**RECORDED DATA**
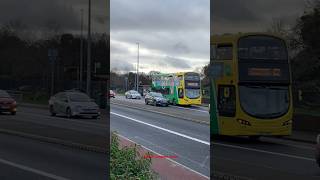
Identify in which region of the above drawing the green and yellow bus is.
[151,72,202,105]
[209,33,293,138]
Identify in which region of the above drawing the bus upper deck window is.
[215,44,233,60]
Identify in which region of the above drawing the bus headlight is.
[282,120,292,126]
[237,119,251,126]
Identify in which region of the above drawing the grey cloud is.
[0,0,107,32]
[163,56,191,69]
[210,0,305,34]
[111,0,209,31]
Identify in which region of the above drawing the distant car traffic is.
[0,90,17,115]
[124,90,141,99]
[109,90,116,98]
[316,134,320,166]
[49,91,100,119]
[145,92,169,106]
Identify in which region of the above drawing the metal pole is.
[79,9,83,90]
[86,0,91,96]
[137,43,139,91]
[50,59,54,96]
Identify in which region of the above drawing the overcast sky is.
[110,0,210,73]
[211,0,306,34]
[0,0,109,33]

**WHAT YOU WILL DO**
Reproduce every row above word for word, omitting the pictures.

**RIGHT ANSWER**
Identify in which region of the above drawing the green and yellow bus is.
[151,72,202,105]
[209,33,293,138]
Identify in which region of the above drawing the bus upper deck window is.
[215,44,233,60]
Identify in which region of the above drawing the bus headlight is.
[282,120,292,126]
[237,119,251,126]
Identify in which region of the above drawing the grey cloud is.
[0,0,107,32]
[163,56,191,69]
[210,0,305,34]
[111,0,209,31]
Identify in which region of the above drawing the distant car traffic is.
[0,90,17,115]
[124,90,141,99]
[109,90,116,98]
[316,134,320,166]
[49,91,100,119]
[145,92,169,106]
Identify in which region of the above drawing the metal pole is.
[79,9,83,90]
[86,0,91,96]
[137,43,139,91]
[50,59,54,96]
Identify in which region of the above drawing the overcast sky is.
[110,0,210,73]
[211,0,306,34]
[0,0,109,33]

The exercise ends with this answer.